* _Things to do_:
[A] Do these statements agree with the Vipshop text below? (i) Vipshop cut its marketing spending by 41% in the first quarter. (ii) Vipshop is aggressively seeking out new customers. (iii) The first share buyback, announced in March 2021, was for $1 billion. For each, answer yes or no and quote the deciding words of the text.
[B] Can you resume the Vipshop text below, continuing on from its last sentence?

* _Supplied text_:
########################################
Vipshop has managed to maintain its edge in China’s hypercompetitive e-commerce sector by staying laser-focused on its core business of buying excess inventory from major brands and selling it at a discount, similar to the traditional “outlets” business model. A large number of imitators have sprung up over the years, including names such as Fclub, Jumei, Mogujie and Juanpi. But most of those have either vanished or are struggling now.

Vipshop is well aware of the numerous headwinds it now faces, most notably from China’s slowing economy that is putting a big damper on consumer spending. Accordingly, it has gone into a sort of defensive mode focused more on maintaining its current customer base and catering more to big spenders rather than aggressively seeking out new customers.

As it does that, Vipshop slashed marketing spending – which accounts for 11% of its operating expenses – by a hefty 41% to 759 million yuan ($113 million) in the first quarter, according to its latest results.

The company’s other big defensive step is two massive share buybacks, the first announced in March 2021 for $500 million, and the latest announced in March this year for another $1 billion. In this case, the company is really putting its money where its mouth is, unlike other companies that sometimes announce buybacks with big quotas, only to actually exercise small portions of those amounts.
########################################
* _Extracted entries_:
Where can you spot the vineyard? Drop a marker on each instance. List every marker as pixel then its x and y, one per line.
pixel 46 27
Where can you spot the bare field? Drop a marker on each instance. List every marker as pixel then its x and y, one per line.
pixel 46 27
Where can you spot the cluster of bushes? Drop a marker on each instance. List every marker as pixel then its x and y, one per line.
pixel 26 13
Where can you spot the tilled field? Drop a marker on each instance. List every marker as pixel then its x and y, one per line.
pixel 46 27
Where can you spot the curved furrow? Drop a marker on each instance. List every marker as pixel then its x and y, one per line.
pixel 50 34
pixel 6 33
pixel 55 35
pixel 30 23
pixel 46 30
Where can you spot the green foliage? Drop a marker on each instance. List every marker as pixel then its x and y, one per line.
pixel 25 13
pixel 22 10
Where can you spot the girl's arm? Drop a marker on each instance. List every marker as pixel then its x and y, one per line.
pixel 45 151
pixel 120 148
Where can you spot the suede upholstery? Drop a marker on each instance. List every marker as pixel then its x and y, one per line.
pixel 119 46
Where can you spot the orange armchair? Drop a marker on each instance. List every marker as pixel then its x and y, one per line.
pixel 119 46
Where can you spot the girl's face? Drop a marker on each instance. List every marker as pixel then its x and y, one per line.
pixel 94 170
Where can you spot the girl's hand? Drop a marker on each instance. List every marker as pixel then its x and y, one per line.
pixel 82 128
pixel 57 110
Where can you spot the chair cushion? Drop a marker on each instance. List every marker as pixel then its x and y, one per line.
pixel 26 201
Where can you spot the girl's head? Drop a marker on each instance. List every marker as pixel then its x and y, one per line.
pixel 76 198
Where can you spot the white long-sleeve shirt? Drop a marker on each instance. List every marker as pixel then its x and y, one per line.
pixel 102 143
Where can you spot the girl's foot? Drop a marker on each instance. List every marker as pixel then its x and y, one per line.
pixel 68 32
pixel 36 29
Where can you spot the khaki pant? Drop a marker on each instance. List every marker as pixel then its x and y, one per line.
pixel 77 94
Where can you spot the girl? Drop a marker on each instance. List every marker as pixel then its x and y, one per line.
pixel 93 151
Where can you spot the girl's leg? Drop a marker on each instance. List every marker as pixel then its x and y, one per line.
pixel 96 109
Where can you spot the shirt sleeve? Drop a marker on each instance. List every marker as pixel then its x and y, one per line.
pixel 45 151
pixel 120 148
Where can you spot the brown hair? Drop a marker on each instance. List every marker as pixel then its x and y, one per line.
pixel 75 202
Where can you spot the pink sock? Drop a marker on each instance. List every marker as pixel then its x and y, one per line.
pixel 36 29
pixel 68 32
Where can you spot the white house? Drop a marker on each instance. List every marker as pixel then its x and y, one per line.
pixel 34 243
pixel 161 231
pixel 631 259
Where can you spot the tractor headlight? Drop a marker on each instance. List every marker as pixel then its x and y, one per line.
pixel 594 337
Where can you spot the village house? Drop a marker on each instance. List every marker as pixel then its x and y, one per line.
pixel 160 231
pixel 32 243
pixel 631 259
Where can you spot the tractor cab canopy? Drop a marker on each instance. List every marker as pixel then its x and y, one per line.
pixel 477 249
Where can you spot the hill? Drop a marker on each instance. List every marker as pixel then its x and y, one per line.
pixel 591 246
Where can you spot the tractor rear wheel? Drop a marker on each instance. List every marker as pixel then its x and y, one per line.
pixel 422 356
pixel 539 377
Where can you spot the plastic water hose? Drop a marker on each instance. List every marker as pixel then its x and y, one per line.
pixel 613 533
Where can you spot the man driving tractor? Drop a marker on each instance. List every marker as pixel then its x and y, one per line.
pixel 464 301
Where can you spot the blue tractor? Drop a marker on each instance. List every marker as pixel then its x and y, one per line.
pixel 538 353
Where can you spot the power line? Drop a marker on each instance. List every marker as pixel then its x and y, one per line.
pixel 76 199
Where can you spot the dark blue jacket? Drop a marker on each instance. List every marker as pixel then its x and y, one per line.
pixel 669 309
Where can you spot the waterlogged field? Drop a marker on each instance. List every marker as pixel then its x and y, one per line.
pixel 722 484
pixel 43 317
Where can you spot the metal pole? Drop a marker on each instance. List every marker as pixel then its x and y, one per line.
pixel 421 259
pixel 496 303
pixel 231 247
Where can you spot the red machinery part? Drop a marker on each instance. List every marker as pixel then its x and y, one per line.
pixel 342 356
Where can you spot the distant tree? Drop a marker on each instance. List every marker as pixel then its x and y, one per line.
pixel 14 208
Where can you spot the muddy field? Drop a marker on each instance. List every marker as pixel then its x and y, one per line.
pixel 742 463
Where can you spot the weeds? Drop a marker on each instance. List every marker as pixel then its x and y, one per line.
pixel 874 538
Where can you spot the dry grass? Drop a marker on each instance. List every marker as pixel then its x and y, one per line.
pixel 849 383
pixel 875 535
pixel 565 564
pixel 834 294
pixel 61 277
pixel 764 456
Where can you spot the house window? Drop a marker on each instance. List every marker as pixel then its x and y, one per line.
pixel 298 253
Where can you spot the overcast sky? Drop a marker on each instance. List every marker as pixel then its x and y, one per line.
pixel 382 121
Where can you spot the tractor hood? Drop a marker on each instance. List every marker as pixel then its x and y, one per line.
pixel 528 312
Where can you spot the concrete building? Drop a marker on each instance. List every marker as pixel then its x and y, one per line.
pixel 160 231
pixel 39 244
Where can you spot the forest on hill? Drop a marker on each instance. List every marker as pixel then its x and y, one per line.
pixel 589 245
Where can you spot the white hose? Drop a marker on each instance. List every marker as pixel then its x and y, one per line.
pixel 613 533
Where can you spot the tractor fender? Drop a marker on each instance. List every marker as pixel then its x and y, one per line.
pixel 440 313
########################################
* _Results in order_:
[A]
(i) Yes: "Vipshop slashed marketing spending – which accounts for 11% of its operating expenses – by a hefty 41% to 759 million yuan ($113 million) in the first quarter"
(ii) No: "catering more to big spenders rather than aggressively seeking out new customers"
(iii) No: "the first announced in March 2021 for $500 million"

[B]
Vipshop said it completed its repurchase of the $500 million worth of its stock from the first program during this year’s first quarter. To put things in perspective, the $1.5 billion represented by both repurchase programs is equal to more than a quarter of the company’s latest market value of $5.7 billion, showing it’s quite serious about using its cash to defend its shares.

Shrinkage everywhere

Having detailed the defensive steps the company is taking, we’ll spend the rest of this space looking at why Vipshop is adopting such a posture. Put simply, all of Vipshop’s major metrics are in decline, and the rate of decline is accelerating.

We’ll begin with top-line revenue, which fell 11% year-on-year in the first quarter to 25.2 billion yuan. The company blamed “soft consumer demand for discretionary categories and adverse impact on warehousing and logistics networks caused by Covid-19 resurgence in China.” Indeed, China’s relentless pursuit of a “zero Covid” strategy has led to major disruptions for nearly all companies that rely on the movement of goods to do business, as major cities often experience partial or even total lockdowns and intercity transport is often restricted to prevent the virus’ spread.

The latest revenue decline represents an acceleration of the 5% drop Vipshop reported in the fourth quarter. Even more worrisome, it predicted the rate of decline would accelerate to another 20% to 25% year-on-year drop in the current second quarter.

The rest of the report is more of the same, though the rates of decline vary. The company’s number of active customers and gross merchandise value (GMV) of products sold over its platforms both fell 8% in the first quarter, roughly double the rate of decline in the previous quarter. The company’s operating margin also deteriorated to 5.1% from 5.3% a year earlier, with the result that Vipshop’s net profit sank 27% to 1.1 billion yuan for the quarter.

Despite facing such strong headwinds, the company is continuing to focus on a two-tiered strategy of diversifying beyond its core apparel business and also moving into brick-and-mortar stores, mimicking a mixed online-offline new retail strategy many e-commerce companies are pursuing.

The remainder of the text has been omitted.